Bapsy Jain is an Indian entrepreneur and author of the novel Lucky Everyday, which portrays the spiritual journey of a woman faced with surprising life challenges.

== Biography ==
Bapsy Jain was born in Calcutta, India. She completed her schooling from Presentation Convent, Kodaikanal and graduated from the Sydenham College of Commerce and Economics, Mumbai. She then left for the UK to further pursue her education in finance and became a member of The Institute of Chartered Accountants in England & Wales.

She married Nitish Jain on 23 November 1985 and they have two sons. Together Bapsy and Nitish Jain have set up business schools under the name of S P Jain School of Global Management in Dubai, Mumbai, Singapore and Sydney. A period of forced bed rest allowed her to start writing and led to her first book Lucky Everyday.

(DATASET CONTENT)

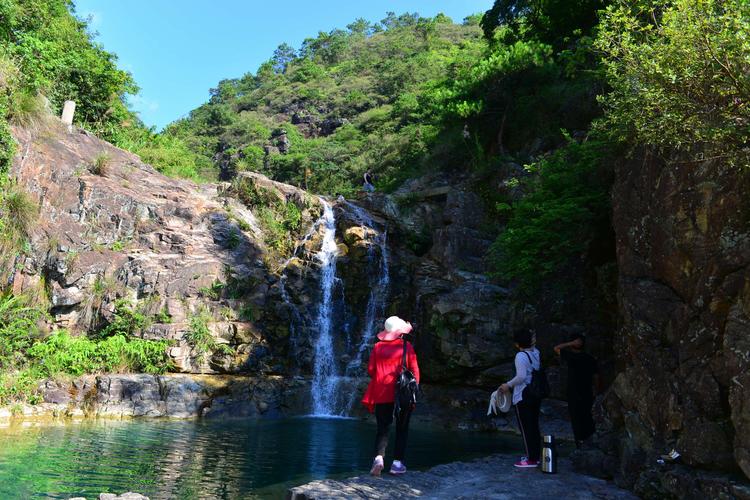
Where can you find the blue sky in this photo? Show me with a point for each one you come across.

==

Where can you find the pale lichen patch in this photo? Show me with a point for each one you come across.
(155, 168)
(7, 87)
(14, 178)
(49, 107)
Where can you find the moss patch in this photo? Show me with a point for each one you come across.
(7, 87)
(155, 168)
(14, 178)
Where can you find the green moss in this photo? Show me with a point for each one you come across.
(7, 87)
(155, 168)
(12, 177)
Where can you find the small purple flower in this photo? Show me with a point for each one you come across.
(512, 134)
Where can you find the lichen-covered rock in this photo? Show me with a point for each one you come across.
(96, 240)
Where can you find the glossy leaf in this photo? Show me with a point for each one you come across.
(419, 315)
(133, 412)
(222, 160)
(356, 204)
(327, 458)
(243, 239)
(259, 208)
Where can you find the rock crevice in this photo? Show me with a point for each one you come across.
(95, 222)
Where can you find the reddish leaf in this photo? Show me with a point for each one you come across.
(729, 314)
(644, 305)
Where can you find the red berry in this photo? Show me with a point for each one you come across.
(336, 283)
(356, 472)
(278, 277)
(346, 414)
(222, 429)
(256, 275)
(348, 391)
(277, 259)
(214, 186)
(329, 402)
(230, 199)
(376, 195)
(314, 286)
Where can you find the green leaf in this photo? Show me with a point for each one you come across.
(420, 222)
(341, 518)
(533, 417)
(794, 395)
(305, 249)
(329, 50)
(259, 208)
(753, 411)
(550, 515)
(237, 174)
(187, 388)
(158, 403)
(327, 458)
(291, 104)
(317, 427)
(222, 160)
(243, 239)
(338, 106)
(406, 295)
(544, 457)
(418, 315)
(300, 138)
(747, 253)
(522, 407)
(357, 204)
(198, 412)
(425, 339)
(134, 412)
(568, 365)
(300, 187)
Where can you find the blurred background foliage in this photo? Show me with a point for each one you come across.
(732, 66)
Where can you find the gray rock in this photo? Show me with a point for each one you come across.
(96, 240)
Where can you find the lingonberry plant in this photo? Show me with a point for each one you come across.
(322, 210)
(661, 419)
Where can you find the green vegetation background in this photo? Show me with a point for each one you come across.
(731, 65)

(WHAT TO DO)
[1] According to the Bapsy Jain biography, which professional body did she join after leaving for the UK?
[2] Write the next part of the Bapsy Jain biography, picking up after its final sentence.

(REPLIES)
[1] The Institute of Chartered Accountants in England & Wales.

[2]
== Writing career ==
Jain worked for ten years on her debut novel, The Blind Pilgrim, published by Penguin. After the book became a bestseller in India, Penguin acquired world rights for the book in March 2009 and subsequently published the book worldwide under a new title, Lucky Everyday. In 2015 she published a sequel titled A Star Called Lucky. Publishers Weekly called the first novel "overstuffed" and the ending "disappointing" but was somewhat kinder to the "amiable sequel".

=== Lucky Everyday ===
Lucky Everyday concerns itself with the human spirit's ability to adjust to the challenges of life. Named a bestseller by Mike Bryan, CEO and President, Penguin Books, it follows the character Lucky Boyce as she transitions from being a professional working in New York to becoming the wife of a wealthy Indian businessman and then on to leading the life of a divorced teacher of yoga.